*掲載文*.
- - -

闇鍋人狼というゲームをリリースしたので企画意図とかを書きます。作り始めていたときに考えていたことや、何がしたかったのか、何ができて何ができなかったのか等を振り返っていきます。

闇鍋人狼とは

おいしい鍋を作る店員陣営と、それを邪魔しようとするスパイ陣営に分かれて遊ぶ正体隠匿ゲームです。最大4人までのマルチプレイはもちろん、1人でシナリオを読みながらゆっくり練習できるソロモードでも遊べるほか、直接ゲームをプレイしていない人とも一緒に鍋が作れる点などが特徴です。デジタルゲームとして実現されていて、モバイル2ストアで配布中です。

開発期間はおよそ1年半くらいで、基本的には1人で作業しつつアセットの発注やテストプレイなどで適宜協力してもらうという体制でした。

企画のスタートと問題意識

筆者はアナログゲーム、特に正体隠匿系が好きでボドゲ友達と集まったときはよく遊びます。作るのも好きで、闇鍋人狼を作る前はマーダーミステリーを作っていました。

プレイヤ・デザイナとして色んなタイトルと関わっていくなかで、特定のギミックやフレーバーに依らず、ジャンル自体に共通する問題があるのでは?と感じるようになってきました。主に以下のような点です。

  • 雰囲気が悪くなりやすい

  • 人数を集めるのが大変

  • 小規模開発だとマネタイズしにくい

このあたりにうまくアプローチできれば良いものが作れるのではないか、というのが企画のスタートでした。まずは、それぞれのトピックを掘り下げていきます。

雰囲気が悪くなりやすい

仲間同士で疑い合ったり殺し合ったりするゲームなのでギスギスしがちです。当然といえば当然なんですが、普段からジャンルで遊び慣れてる人や勝手知ったる仲間同士で嬉々として騙したり殺したりができる人達は、それが殺伐としてることを見落としていまいがちです。

最近だとAmongUsが流行ってあんまり正体隠匿系をやらない人が入った卓でよく起きていたように思います。初めて遊ぶ人がインストもままならない状態でいきなり吊られたり、露骨なプレミで議論中ボコボコにされてしまうなどです。

経験豊富な人や競技志向の人ならまだしも、友達に誘われたからちょっとやってみた、ぐらいの温度感の人がいきなりこんな目にあうのはなんとか避けられないものかと思います。

正体隠匿ゲームの多くは論理パズルとトークゲームの側面を持っています。パズル部分は定石やパターンなどがある程度決まっているものの、それを理解するためにいきなりリアルタイムのトークゲームをこなして体で覚えるしかない、という状況は何かしら解決できる余地があるのではと思います。

正体隠匿系をあまりやらない人にも届いたAmongUs

人数を集めるのが大変

これも当然と言えば当然なんですが、ある程度の人数を集めないと遊べません。ボードゲームの中でも特に正体隠匿系は要求人数が多いことが多く、普段から一緒に遊ぶ人が潤沢だと見落としがちなんですが、遊びたくても気軽に一緒に遊べる人がいない人は多いのではないでしょうか。

加えて、プレイするために必要な最低人数だけでなく最大人数や推奨人数が設定されていることも多く、『急に来れなくなった』や『呼びたい人がいるんだけど』に対応できないのも問題の1つでしょう。

- - -

*表示データ*.

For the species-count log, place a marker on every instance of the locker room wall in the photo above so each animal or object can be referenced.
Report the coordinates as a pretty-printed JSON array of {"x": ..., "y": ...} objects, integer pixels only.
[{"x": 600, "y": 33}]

- - -

*課題項目*.
**a)** 掲載文によると、闇鍋人狼の開発期間はおよそどのくらいでしたか。
**b)** 掲載文の「筆者はアナログゲーム、特に正」から「た。主に以下のような点です。」までの箇所を、一字一句たがえずに書き写してください。

*記述解答*.
**a)** およそ1年半です。

**b)**
筆者はアナログゲーム、特に正体隠匿系が好きでボドゲ友達と集まったときはよく遊びます。作るのも好きで、闇鍋人狼を作る前はマーダーミステリーを作っていました。

プレイヤ・デザイナとして色んなタイトルと関わっていくなかで、特定のギミックやフレーバーに依らず、ジャンル自体に共通する問題があるのでは?と感じるようになってきました。主に以下のような点です。